## What you need to do
Where a line holds the word "frame", copy it from the records.

## Information shown

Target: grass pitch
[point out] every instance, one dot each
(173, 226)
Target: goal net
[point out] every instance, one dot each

...

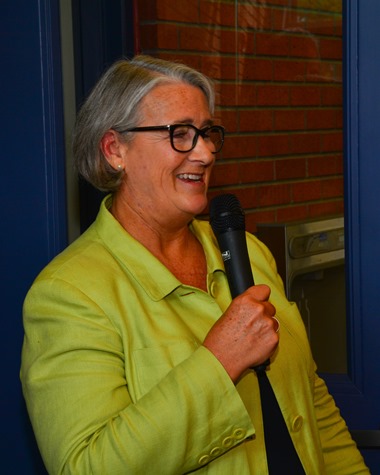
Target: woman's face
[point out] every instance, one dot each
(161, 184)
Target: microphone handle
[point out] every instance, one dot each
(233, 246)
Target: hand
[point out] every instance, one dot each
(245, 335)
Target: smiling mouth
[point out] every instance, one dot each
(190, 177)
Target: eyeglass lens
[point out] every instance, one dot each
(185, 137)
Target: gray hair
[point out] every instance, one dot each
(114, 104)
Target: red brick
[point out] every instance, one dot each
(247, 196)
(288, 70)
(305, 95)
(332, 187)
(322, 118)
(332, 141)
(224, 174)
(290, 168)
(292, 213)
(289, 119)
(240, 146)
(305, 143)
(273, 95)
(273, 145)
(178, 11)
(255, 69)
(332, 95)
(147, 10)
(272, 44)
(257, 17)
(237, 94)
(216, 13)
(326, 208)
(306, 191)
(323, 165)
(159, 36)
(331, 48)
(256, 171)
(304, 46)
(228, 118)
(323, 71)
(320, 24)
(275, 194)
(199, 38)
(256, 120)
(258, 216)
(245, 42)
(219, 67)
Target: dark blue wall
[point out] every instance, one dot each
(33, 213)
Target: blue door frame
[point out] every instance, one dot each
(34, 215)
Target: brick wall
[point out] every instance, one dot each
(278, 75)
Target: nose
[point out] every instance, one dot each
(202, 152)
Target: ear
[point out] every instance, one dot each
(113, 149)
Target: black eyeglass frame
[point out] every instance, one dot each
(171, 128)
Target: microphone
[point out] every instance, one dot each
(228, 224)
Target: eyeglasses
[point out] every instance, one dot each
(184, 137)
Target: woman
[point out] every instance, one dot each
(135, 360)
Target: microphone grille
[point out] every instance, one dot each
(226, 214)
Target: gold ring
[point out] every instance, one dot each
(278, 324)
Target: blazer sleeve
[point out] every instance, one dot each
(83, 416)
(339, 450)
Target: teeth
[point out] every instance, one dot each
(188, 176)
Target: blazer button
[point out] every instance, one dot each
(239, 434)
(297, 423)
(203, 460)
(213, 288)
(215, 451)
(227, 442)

...

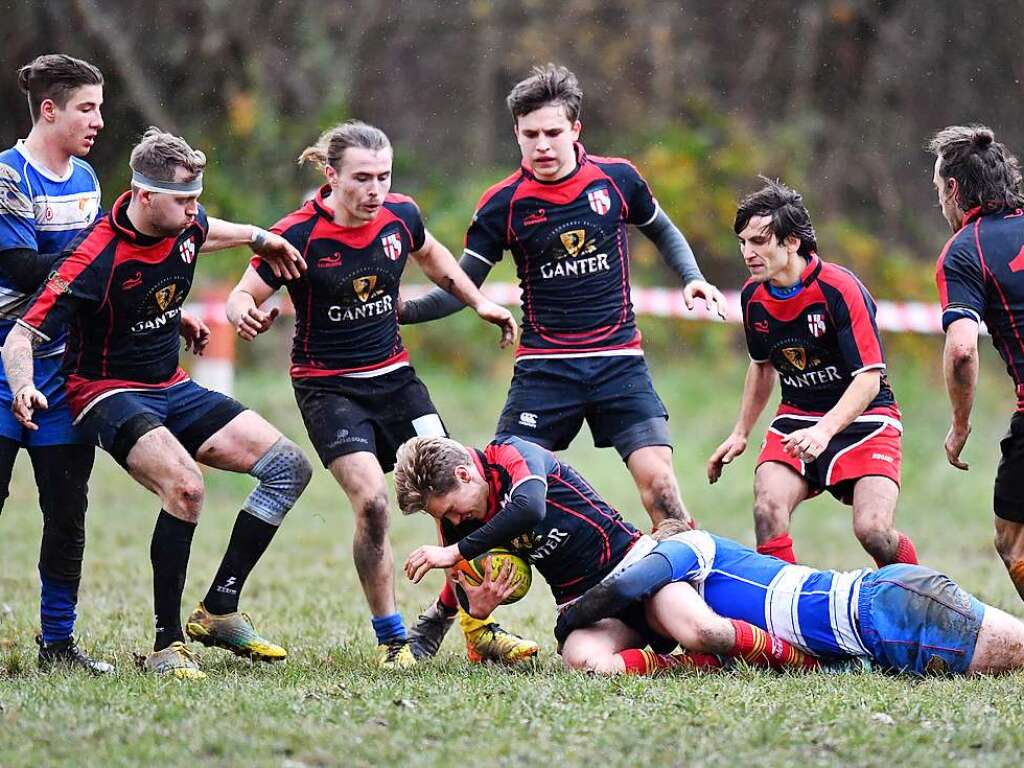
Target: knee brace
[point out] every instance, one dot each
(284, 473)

## Exercise output
Target: blue door frame
Target: black eyeglass frame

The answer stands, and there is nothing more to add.